Restate each entry exactly, without pictures.

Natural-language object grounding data
::::

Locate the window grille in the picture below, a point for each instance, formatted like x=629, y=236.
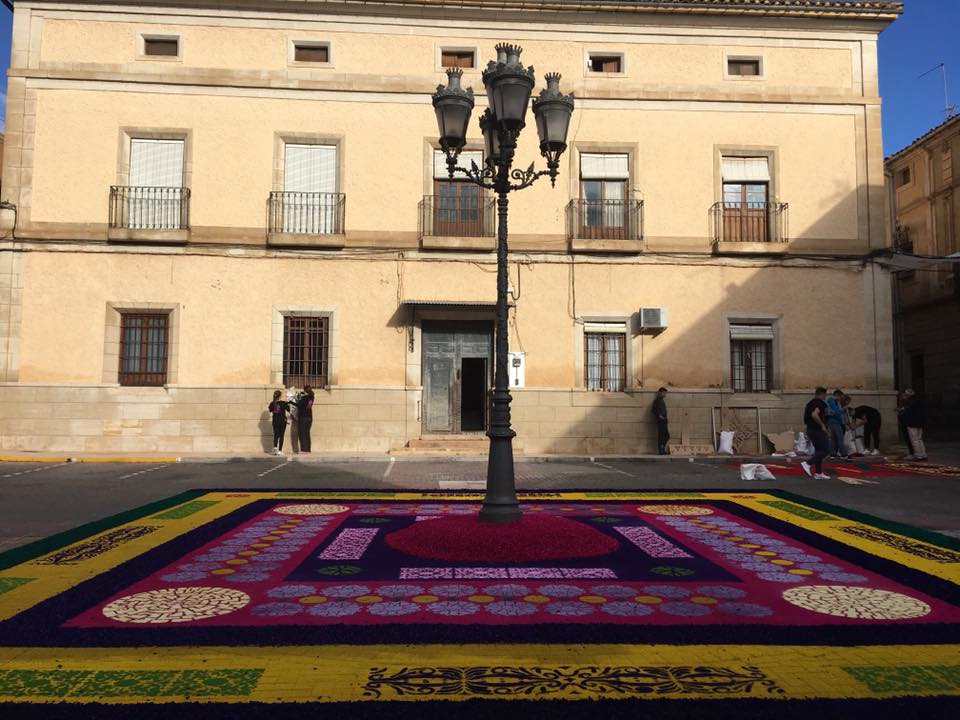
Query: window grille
x=605, y=63
x=457, y=58
x=751, y=365
x=605, y=361
x=311, y=52
x=306, y=349
x=144, y=348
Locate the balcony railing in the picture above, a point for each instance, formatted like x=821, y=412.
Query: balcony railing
x=149, y=208
x=605, y=220
x=303, y=213
x=457, y=216
x=750, y=222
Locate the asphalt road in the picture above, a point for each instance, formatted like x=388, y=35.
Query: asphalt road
x=37, y=500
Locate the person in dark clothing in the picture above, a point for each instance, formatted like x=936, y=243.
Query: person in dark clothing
x=659, y=411
x=870, y=419
x=305, y=417
x=278, y=414
x=912, y=416
x=815, y=418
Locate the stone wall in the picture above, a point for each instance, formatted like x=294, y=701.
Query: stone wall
x=109, y=418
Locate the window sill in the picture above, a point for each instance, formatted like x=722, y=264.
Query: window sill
x=765, y=248
x=172, y=237
x=436, y=242
x=328, y=240
x=611, y=246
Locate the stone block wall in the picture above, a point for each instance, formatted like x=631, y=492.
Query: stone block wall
x=179, y=419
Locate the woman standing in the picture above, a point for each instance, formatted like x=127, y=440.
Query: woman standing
x=305, y=417
x=278, y=413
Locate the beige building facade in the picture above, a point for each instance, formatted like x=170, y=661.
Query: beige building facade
x=924, y=180
x=207, y=202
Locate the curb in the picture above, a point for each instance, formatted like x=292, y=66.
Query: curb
x=402, y=457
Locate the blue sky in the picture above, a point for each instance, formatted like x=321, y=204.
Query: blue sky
x=927, y=34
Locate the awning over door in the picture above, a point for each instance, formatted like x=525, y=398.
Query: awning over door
x=453, y=303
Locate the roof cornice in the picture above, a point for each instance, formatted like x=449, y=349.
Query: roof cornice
x=882, y=10
x=859, y=9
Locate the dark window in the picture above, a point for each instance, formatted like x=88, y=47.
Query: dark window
x=143, y=348
x=304, y=52
x=456, y=58
x=751, y=365
x=605, y=361
x=164, y=47
x=306, y=348
x=743, y=67
x=745, y=212
x=458, y=210
x=604, y=208
x=605, y=63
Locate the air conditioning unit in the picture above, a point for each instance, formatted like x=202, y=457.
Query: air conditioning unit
x=653, y=318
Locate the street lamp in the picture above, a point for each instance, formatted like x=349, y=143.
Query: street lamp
x=508, y=85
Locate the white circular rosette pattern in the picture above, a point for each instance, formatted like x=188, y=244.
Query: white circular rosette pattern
x=856, y=602
x=179, y=604
x=311, y=509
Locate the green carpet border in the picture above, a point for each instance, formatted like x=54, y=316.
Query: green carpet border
x=928, y=536
x=27, y=552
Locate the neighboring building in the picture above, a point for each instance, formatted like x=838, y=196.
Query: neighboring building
x=214, y=200
x=925, y=180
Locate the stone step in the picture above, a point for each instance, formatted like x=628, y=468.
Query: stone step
x=477, y=443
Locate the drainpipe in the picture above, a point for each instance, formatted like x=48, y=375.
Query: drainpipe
x=895, y=286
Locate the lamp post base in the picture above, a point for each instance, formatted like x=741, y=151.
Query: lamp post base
x=500, y=504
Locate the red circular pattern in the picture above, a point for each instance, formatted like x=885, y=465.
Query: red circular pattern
x=532, y=537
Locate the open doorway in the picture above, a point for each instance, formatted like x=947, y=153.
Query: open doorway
x=473, y=394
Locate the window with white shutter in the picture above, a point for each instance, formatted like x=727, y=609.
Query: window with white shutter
x=155, y=196
x=746, y=199
x=605, y=356
x=603, y=194
x=310, y=201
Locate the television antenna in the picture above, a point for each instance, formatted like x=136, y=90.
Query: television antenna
x=948, y=110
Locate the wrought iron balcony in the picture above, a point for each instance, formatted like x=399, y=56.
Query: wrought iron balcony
x=149, y=208
x=750, y=222
x=605, y=220
x=305, y=213
x=457, y=216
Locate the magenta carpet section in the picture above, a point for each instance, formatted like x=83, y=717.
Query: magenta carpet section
x=465, y=538
x=608, y=565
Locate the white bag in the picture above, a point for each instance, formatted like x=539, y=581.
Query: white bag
x=849, y=443
x=726, y=442
x=755, y=471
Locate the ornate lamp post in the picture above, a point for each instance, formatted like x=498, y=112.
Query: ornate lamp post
x=508, y=85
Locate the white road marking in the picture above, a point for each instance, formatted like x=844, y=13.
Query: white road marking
x=622, y=472
x=386, y=473
x=275, y=467
x=27, y=472
x=856, y=481
x=141, y=472
x=462, y=484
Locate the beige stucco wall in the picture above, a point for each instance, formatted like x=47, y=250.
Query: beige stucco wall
x=676, y=160
x=226, y=306
x=804, y=64
x=77, y=87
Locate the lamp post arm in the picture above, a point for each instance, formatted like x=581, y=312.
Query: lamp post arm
x=484, y=177
x=526, y=178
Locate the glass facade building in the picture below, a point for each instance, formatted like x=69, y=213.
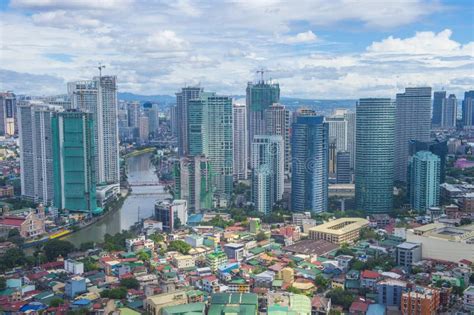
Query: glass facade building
x=310, y=163
x=74, y=162
x=374, y=168
x=423, y=184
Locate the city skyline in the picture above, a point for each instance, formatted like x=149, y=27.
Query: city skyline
x=311, y=53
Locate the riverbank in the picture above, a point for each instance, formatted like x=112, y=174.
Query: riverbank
x=138, y=204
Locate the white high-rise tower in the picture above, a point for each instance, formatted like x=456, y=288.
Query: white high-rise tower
x=99, y=97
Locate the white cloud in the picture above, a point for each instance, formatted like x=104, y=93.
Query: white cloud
x=166, y=40
x=300, y=38
x=71, y=4
x=61, y=18
x=156, y=47
x=428, y=43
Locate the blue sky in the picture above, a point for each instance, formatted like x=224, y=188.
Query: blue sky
x=314, y=48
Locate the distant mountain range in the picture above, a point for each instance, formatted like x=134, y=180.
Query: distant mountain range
x=291, y=102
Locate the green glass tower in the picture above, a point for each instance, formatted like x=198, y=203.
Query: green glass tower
x=193, y=182
x=259, y=97
x=74, y=162
x=375, y=145
x=210, y=134
x=423, y=180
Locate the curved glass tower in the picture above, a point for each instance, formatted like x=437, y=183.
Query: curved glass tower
x=375, y=143
x=310, y=156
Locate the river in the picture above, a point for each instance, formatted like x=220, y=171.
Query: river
x=138, y=205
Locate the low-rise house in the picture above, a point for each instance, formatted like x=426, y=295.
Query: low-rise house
x=368, y=279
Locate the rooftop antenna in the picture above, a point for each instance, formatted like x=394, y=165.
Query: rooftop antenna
x=100, y=67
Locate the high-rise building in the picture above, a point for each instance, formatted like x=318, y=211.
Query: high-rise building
x=268, y=170
x=8, y=120
x=193, y=182
x=450, y=112
x=134, y=113
x=172, y=214
x=173, y=117
x=423, y=184
x=99, y=97
x=439, y=148
x=374, y=155
x=468, y=109
x=310, y=155
x=413, y=122
x=262, y=186
x=210, y=132
x=277, y=122
x=240, y=141
x=36, y=150
x=73, y=161
x=439, y=99
x=260, y=96
x=144, y=128
x=343, y=169
x=182, y=99
x=351, y=135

::::

* Completed exercise:
Locate the window grille in the picture below, a point for each instance, formatted like x=629, y=236.
Query: window grille
x=605, y=63
x=457, y=58
x=751, y=365
x=605, y=361
x=311, y=52
x=306, y=349
x=144, y=348
Locate the balcony railing in the picture above, a point for each instance, formatted like x=821, y=412.
Query: balcony railing
x=149, y=208
x=605, y=220
x=303, y=213
x=457, y=216
x=750, y=222
Locate the asphalt road in the picture above, a point for each instance, formatted like x=388, y=35.
Query: asphalt road
x=37, y=500
Locate the person in dark clothing in the picture above, a point for each instance, formatted like x=936, y=243.
Query: person in dark clothing
x=659, y=411
x=870, y=419
x=305, y=417
x=278, y=414
x=912, y=416
x=815, y=418
Locate the stone wall in the picture above, a point for each instance, formatted like x=294, y=701.
Query: stone wall
x=109, y=418
Locate the window sill in the picture above, a point for each instance, formatted like x=722, y=264.
Query: window sill
x=765, y=248
x=172, y=237
x=436, y=242
x=328, y=240
x=611, y=246
Locate the stone block wall in the picture above, a point for each instance, formatted like x=631, y=492.
Query: stone block wall
x=179, y=419
Locate the woman standing in the picture above, a point for each instance, formatted like x=127, y=440.
Query: woman standing
x=305, y=417
x=278, y=413
Locate the beige building facade in the picture above, a point for each instance, formatted like x=170, y=661.
Query: beige building facade
x=924, y=180
x=207, y=202
Locate the curb in the picture above, a point for each instance, formatted like x=292, y=66.
Query: curb
x=402, y=457
Locate the blue sky in the picture above, a point for each instance, formatted like x=321, y=204.
Query: blue sky
x=927, y=34
Locate the awning over door in the picture above, a point for each instance, formatted like x=525, y=398.
Query: awning over door
x=453, y=303
Locate the roof cornice in the picture above, a point for each instance, formatted like x=449, y=349.
Query: roof cornice
x=882, y=10
x=859, y=9
Locate the dark window in the picture above, a point for each instance, formatted like x=88, y=47.
Query: dark window
x=143, y=348
x=304, y=52
x=456, y=58
x=751, y=365
x=605, y=361
x=164, y=47
x=306, y=348
x=743, y=67
x=745, y=212
x=458, y=210
x=604, y=208
x=605, y=63
Locate the air conditioning unit in the picture above, a point for each instance, formatted like x=202, y=457.
Query: air conditioning unit
x=653, y=318
Locate the street lamp in the picture above, a point for each instance, formatted like x=349, y=143.
Query: street lamp
x=508, y=85
Locate the white circular rosette pattern in the picture above, a point for each instance, formatted like x=188, y=244.
Query: white circular rosette pattern
x=856, y=602
x=179, y=604
x=311, y=509
Locate the green carpet border in the picture above, a point for each instance, formatted like x=54, y=316.
Query: green carpet border
x=928, y=536
x=27, y=552
Locate the neighboring building in the picture above, a point for each instance, formatted like x=838, y=196.
Query: neighboring building
x=214, y=200
x=925, y=180
Locate the stone step in the picture above, a point for each instance, formatted like x=628, y=468.
Query: stone step
x=477, y=443
Locate the drainpipe in the picture above, a point for each instance, formatted like x=48, y=375.
Query: drainpipe
x=895, y=286
Locate the lamp post base in the picture above, a point for each instance, formatted like x=741, y=151.
Query: lamp post base
x=500, y=504
Locate the red circular pattern in the picture above, a point for each instance, formatted like x=885, y=465.
Query: red circular pattern
x=532, y=537
Locate the open doorway in the picture above, a point for each instance, formatted like x=947, y=153.
Query: open doorway
x=473, y=394
Locate the window with white shutter in the picture above, a point for each instance, formatted like x=727, y=609.
Query: window with white shutter
x=155, y=196
x=746, y=199
x=605, y=356
x=603, y=194
x=310, y=201
Locate the television antenna in the picture above, a point for each instance, formatted like x=136, y=90.
Query: television antenna
x=948, y=110
Locate the wrought iron balcony in the picture above, a point for each instance, formatted like x=399, y=56.
Query: wrought iron balcony
x=149, y=208
x=750, y=222
x=605, y=220
x=305, y=213
x=457, y=216
Locate the magenta carpet section in the picture above, a point for each instance, formatted like x=83, y=717.
Query: magenta carpet section
x=465, y=538
x=608, y=565
Locate the white bag in the picture above, a point for each instance, formatted like x=539, y=581.
Query: white bag
x=849, y=443
x=726, y=442
x=755, y=471
Locate the ornate lamp post in the picture above, a point for each instance, formatted like x=498, y=112.
Query: ornate lamp post
x=508, y=85
Locate the white road marking in the picture above, a point for each instance, formatted like x=844, y=13.
Query: white road marking
x=622, y=472
x=386, y=473
x=275, y=467
x=27, y=472
x=856, y=481
x=141, y=472
x=462, y=484
Locate the beige stucco wall in the picture above, a point for each instance, formatted like x=47, y=250.
Query: beige stucco wall
x=676, y=160
x=226, y=306
x=804, y=64
x=77, y=87
Locate the lamp post arm in the picture above, a point for each instance, formatted like x=581, y=312.
Query: lamp post arm
x=484, y=177
x=526, y=178
Locate the glass facade building in the picture below, a point for each instance, formatted like x=69, y=213.
Query: glass facade building
x=310, y=163
x=74, y=162
x=374, y=168
x=423, y=184
Locate the city skyline in the picture above, a point for each instance, formatted like x=149, y=27.
Query: city skyline
x=311, y=53
Locate the riverbank in the picture above, a point for each instance, formatted like x=112, y=174.
Query: riverbank
x=138, y=204
Locate the white high-rise tower in the picture above, a point for each instance, formatted like x=456, y=288.
Query: white high-rise tower
x=99, y=97
Locate the white cloud in the picture above, a point for each instance, formatted like x=104, y=93.
Query: white cloud
x=166, y=40
x=300, y=38
x=71, y=4
x=61, y=18
x=156, y=47
x=428, y=43
Locate the blue sky in the picture above, a point for each instance, formatted like x=224, y=188.
Query: blue sky
x=314, y=48
Locate the distant mountain range in the picture above, a point for each instance, formatted like x=134, y=180.
Query: distant mountain range
x=291, y=102
Locate the green glass tower in the picture above, a point for each instance, formatted like x=198, y=203.
Query: green glass tower
x=193, y=182
x=259, y=97
x=74, y=162
x=375, y=145
x=210, y=134
x=423, y=180
Locate the curved glass tower in the picture above, a point for each instance, formatted like x=437, y=183.
Query: curved glass tower
x=375, y=143
x=310, y=156
Locate the river in the picture above, a point for each instance, formatted like x=220, y=171.
Query: river
x=138, y=205
Locate the low-rise house in the picture above, a point for each instance, formatted like x=426, y=295.
Query: low-rise house
x=368, y=279
Locate the rooftop antenna in the picture above, a point for each instance, formatted like x=394, y=165.
Query: rooftop antenna
x=100, y=67
Locate the high-rise building in the picture above, a point for each instance, formatted like x=318, y=211.
Query: high-rise building
x=268, y=170
x=8, y=120
x=193, y=182
x=450, y=112
x=134, y=113
x=172, y=214
x=173, y=117
x=423, y=184
x=99, y=97
x=439, y=148
x=374, y=155
x=468, y=109
x=310, y=155
x=413, y=122
x=262, y=186
x=210, y=132
x=277, y=122
x=240, y=141
x=36, y=150
x=73, y=161
x=439, y=99
x=260, y=96
x=144, y=128
x=343, y=169
x=182, y=99
x=351, y=135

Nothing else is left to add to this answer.